__DOCUMENT SEGMENT__:
************
The military arrives and the seniors list their demands: their driver's licenses, more money for Medicare and keeping kids from skateboarding on the sidewalk. The AARP leader realizes they could even take over the whole country, and demonstrates that they are willing to kill hostages and soldiers to get their demands, but Marvin feels this goes too far beyond their original demands. The children find their parents under lockup. Randy tells the boys that the seniors were able to organize so effectively because they get up earlier than everyone else, representing an advantage over their offspring who prefer to sleep late. Randy then realizes that the children get up almost as early as the seniors, and are the only hope for getting the town back. Randy tells the boys to hide in the woods and find a way to fight, shouting through the fence, "Avenge me!"

After fleeing, the boys resolve to board up the town's Country Kitchen Buffet restaurant in order to cut the seniors off from their collective food supply. The AARP's plans are thwarted when they start collapsing from hunger outside of the locked Country Kitchen Buffet. The military takes the town back and arrests the AARP. Marvin is turned back over to his family, but when Randy admonishes him for his actions, Stan rebukes Randy, telling him that the condescending manner in which he treated Grandpa like a child is one of the main causes that led to the crisis in the first place. Stan also tells his grandfather that he should be proud to be a senior, but he should realize that he is a killing machine when he is driving, an assessment that Grandpa accepts. As the reconciled family goes home, Stan mutters "Dude, I hate my family".

==Cultural references==
During the opening scene, Cartman responds to Kyle "Yeah, but like eight of them were hippies; mostly hippies go to Farmers' markets. Mostly." This is a reference to Carrie Henn's character "Newt" and her line in Aliens (1986): "We'd better get back, 'cause it'll be dark soon and they mostly come at night. Mostly."

The episode, according to the creators Matt Stone and Trey Parker, was partially inspired by the case of George Russell Weller, an elderly man who, in 2003, accidentally killed 10 people at a Santa Monica farmers market by driving through the crowd. They stated that, while it was a terrible incident, they didn't agree with elderly drivers losing their licenses and suggested they go through retesting.

Older drivers in the episode are depicted similar to zombies from the film Dawn of the Dead.

The restaurant that all the old people go to was originally going to be a Furr's Cafeteria, but the creators liked how Country Kitchen Buffet sounded.

When Randy and the boys first run away from several approaching senior's driven cars, a theme similar to Christine can be heard in the background, which is a direct reference to multiple scenes from the movie. A few moments later, when they are running up the stairs of an abandoned mansion whilst trying to hide from the elderly drivers, a man's corpse swings from a doorway, a reference to the slasher flick Halloween.

Old people are "mad as hell" and "not going to take this anymore" but they forget what they are mad about, a reference to the 1976 movie Network.

The scene where an elderly couple kills a fisherman with a "Jaws"-like theme playing in the background is a parody of Jaws.

The elderly man says "You can take our licences, but you'll never take our pride!" instead of "They may take our lives, but they'll never take our freedom!", a reference to the 1995 movie Braveheart.

==Home release==
"Grey Dawn", along with the fourteen other episodes from The Complete Seventh Season, were released on a three-disc DVD set in the United States on March 21, 2006. The sets included brief audio commentaries by Parker and Stone for each episode. IGN gave the season an 8/10.
************
__DATA FOR REVIEW__:

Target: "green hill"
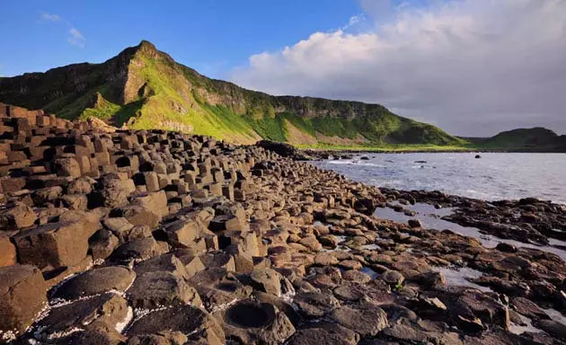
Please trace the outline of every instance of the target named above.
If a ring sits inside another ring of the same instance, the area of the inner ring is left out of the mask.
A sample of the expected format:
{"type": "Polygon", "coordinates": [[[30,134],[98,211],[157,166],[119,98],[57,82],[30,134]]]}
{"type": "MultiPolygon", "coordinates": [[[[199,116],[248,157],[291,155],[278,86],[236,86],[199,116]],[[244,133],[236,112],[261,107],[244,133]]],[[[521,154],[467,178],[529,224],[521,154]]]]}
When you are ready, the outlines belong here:
{"type": "Polygon", "coordinates": [[[457,146],[464,141],[379,104],[271,96],[214,80],[142,41],[102,64],[0,78],[0,102],[66,119],[205,134],[241,143],[457,146]]]}
{"type": "Polygon", "coordinates": [[[566,136],[558,136],[542,127],[508,130],[491,137],[464,139],[485,150],[566,152],[566,136]]]}

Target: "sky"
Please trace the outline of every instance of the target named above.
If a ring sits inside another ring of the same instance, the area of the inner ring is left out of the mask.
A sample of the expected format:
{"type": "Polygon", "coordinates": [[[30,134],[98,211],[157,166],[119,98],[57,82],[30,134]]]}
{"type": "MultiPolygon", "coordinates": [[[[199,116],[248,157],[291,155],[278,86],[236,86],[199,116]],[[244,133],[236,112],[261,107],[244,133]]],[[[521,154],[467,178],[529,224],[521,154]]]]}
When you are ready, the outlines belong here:
{"type": "Polygon", "coordinates": [[[0,2],[0,75],[147,40],[273,94],[384,104],[451,134],[566,134],[566,0],[0,2]]]}

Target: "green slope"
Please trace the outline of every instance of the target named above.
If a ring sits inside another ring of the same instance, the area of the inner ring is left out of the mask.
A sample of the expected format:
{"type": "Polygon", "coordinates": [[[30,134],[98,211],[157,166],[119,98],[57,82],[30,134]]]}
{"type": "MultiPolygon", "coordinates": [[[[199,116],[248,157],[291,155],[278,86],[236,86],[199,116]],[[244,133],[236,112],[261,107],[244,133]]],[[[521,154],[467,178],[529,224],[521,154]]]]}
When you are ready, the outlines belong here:
{"type": "Polygon", "coordinates": [[[0,102],[66,119],[97,117],[132,128],[164,128],[251,143],[460,146],[465,140],[379,104],[271,96],[209,79],[147,41],[102,64],[0,78],[0,102]]]}
{"type": "Polygon", "coordinates": [[[484,150],[510,151],[566,151],[566,137],[536,127],[500,132],[491,137],[466,137],[474,147],[484,150]]]}

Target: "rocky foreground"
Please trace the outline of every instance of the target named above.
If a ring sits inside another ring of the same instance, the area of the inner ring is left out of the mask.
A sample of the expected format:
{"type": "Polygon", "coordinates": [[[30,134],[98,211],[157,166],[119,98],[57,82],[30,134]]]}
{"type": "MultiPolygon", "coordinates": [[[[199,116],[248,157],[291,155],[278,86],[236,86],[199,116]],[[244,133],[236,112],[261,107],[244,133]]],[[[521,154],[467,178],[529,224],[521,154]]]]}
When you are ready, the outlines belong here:
{"type": "Polygon", "coordinates": [[[4,341],[566,343],[545,311],[566,311],[558,256],[372,216],[394,199],[454,201],[441,193],[382,192],[205,137],[7,106],[0,118],[4,341]],[[490,288],[438,270],[464,266],[490,288]]]}

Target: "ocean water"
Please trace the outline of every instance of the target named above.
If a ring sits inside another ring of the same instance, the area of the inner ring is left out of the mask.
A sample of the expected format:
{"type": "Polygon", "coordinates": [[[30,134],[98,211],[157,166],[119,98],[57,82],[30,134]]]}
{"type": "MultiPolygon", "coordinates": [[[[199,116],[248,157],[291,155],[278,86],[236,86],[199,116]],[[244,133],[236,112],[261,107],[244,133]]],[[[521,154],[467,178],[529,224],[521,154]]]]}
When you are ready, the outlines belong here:
{"type": "Polygon", "coordinates": [[[379,187],[486,200],[535,197],[566,204],[566,154],[360,154],[314,164],[379,187]],[[362,156],[368,160],[361,160],[362,156]]]}

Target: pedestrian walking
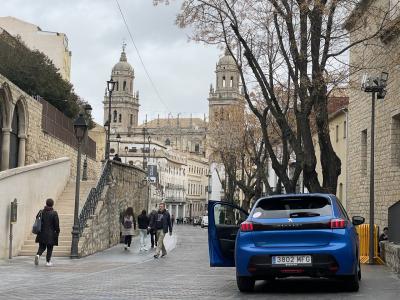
************
__TASKS TO COMPLETE__:
[A] According to the "Grey Dawn" article, which restaurant do the boys board up to cut the seniors off from their food supply?
[B] Say whether each statement agrees with the "Grey Dawn" article, answering yes or no and quoting the deciding words: (i) The restaurant the old people go to was first planned as a Furr's Cafeteria. (ii) The seventh-season DVD set came out in the United States in 2005. (iii) Randy tells the boys to hide in the mountains.

__PER-TASK OUTPUTS__:
[A] The town's Country Kitchen Buffet.

[B]
(i) Yes: "was originally going to be a Furr's Cafeteria"
(ii) No: "released on a three-disc DVD set in the United States on March 21, 2006"
(iii) No: "Randy tells the boys to hide in the woods"